§ DATASET ENTRIES
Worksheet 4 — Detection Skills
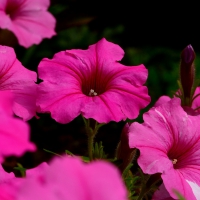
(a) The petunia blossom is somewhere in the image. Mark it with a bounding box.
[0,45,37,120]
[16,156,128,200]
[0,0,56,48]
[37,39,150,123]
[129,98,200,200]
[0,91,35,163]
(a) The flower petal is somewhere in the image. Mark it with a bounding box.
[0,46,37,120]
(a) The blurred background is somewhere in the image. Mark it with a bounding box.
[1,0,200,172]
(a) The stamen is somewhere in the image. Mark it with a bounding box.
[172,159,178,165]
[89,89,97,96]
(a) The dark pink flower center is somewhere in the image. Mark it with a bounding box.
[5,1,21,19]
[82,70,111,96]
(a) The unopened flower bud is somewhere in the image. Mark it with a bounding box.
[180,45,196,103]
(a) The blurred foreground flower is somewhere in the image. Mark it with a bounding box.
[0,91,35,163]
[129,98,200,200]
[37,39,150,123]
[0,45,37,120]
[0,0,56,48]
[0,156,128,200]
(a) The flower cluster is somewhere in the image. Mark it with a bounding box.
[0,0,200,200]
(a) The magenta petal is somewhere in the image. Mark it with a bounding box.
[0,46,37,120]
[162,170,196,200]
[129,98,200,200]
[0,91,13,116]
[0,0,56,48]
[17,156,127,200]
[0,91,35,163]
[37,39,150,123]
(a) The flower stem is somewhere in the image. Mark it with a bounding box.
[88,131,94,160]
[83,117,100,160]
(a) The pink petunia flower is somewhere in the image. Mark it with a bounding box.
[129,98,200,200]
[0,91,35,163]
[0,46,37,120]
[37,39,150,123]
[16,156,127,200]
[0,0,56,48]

§ EXERCISE
Rewrite the data between the line containing "(a) The pink" and the end of the data, both included, as a numbered list. Omit any blank lines.

§ EXERCISE SOLUTION
1. (a) The pink petunia flower is somewhere in the image. Mark it with a bounding box.
2. [129,98,200,200]
3. [0,91,35,163]
4. [0,46,37,120]
5. [37,39,150,123]
6. [16,156,127,200]
7. [0,0,56,48]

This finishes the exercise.